### Exercise directions
If "white" shows up in a line of the material, return that line.

### Provided records
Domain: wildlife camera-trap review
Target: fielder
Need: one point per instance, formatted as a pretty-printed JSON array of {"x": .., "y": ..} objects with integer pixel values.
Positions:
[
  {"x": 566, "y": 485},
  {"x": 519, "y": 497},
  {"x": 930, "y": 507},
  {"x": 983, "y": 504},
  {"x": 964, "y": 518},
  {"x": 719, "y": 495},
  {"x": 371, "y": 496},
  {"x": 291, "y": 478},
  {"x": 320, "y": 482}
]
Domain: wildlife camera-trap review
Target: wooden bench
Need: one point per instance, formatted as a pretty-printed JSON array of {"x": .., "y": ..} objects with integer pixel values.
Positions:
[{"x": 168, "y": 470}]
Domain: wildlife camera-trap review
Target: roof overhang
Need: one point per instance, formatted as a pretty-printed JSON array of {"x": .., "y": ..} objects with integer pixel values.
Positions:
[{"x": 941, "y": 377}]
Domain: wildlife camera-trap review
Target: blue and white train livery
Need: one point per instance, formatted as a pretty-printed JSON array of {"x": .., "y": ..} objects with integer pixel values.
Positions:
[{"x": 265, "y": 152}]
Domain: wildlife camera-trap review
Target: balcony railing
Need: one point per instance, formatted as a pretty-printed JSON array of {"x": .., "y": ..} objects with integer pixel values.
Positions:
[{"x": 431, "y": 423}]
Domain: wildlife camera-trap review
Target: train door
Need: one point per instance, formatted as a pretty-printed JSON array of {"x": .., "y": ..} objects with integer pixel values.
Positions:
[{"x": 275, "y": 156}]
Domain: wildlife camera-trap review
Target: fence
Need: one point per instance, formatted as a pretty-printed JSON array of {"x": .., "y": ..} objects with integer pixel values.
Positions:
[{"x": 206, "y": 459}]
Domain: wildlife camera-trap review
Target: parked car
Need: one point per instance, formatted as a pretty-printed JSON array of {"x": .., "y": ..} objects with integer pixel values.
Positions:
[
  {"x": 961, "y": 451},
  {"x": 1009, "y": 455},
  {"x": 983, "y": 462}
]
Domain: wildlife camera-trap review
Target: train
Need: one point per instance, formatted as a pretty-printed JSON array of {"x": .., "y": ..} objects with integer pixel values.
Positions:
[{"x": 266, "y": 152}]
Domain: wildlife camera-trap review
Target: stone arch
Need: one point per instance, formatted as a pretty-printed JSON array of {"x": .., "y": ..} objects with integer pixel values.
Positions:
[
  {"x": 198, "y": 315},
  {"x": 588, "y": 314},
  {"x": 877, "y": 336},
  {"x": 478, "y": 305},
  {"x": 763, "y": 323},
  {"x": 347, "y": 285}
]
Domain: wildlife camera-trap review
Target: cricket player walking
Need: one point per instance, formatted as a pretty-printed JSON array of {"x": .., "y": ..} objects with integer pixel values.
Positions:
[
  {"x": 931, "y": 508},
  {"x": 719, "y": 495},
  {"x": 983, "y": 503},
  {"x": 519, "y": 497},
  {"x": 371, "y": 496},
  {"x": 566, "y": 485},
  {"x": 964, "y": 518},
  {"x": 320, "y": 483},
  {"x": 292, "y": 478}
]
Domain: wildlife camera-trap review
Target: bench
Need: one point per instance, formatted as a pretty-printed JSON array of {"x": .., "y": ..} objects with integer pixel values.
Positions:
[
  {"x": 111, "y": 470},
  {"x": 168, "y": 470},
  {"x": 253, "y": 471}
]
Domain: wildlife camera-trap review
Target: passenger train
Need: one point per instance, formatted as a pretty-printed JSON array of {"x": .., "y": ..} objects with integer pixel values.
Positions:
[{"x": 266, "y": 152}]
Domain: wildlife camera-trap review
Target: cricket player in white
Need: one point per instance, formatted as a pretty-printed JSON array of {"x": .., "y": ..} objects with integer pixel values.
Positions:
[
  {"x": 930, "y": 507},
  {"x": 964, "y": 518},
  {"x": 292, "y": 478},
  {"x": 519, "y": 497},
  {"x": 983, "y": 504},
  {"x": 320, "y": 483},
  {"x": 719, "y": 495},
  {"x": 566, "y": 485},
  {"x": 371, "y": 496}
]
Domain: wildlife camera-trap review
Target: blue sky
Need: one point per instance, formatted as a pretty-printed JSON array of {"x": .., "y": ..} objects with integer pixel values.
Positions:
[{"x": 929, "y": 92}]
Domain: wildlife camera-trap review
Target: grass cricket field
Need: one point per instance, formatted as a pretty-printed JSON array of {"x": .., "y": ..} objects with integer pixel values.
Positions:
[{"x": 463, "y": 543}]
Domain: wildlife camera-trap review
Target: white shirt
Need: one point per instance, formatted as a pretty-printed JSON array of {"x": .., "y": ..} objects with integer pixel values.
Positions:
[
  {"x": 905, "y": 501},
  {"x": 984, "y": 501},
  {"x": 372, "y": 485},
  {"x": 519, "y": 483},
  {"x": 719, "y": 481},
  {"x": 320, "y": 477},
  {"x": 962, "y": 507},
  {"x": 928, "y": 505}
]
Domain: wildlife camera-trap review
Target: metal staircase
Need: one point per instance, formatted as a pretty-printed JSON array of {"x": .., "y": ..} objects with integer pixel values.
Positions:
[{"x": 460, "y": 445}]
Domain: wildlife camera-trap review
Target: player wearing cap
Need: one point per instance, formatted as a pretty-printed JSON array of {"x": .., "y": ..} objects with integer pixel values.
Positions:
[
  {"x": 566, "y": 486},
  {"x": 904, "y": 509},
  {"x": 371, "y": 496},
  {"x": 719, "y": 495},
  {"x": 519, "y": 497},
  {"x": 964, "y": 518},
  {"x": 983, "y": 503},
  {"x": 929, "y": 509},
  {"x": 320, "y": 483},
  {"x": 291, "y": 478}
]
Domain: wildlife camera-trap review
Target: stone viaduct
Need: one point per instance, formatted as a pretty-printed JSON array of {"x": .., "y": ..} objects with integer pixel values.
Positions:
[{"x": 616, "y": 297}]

### Problem solution
Target: blue and white train livery
Target: cricket player in white
Target: white shirt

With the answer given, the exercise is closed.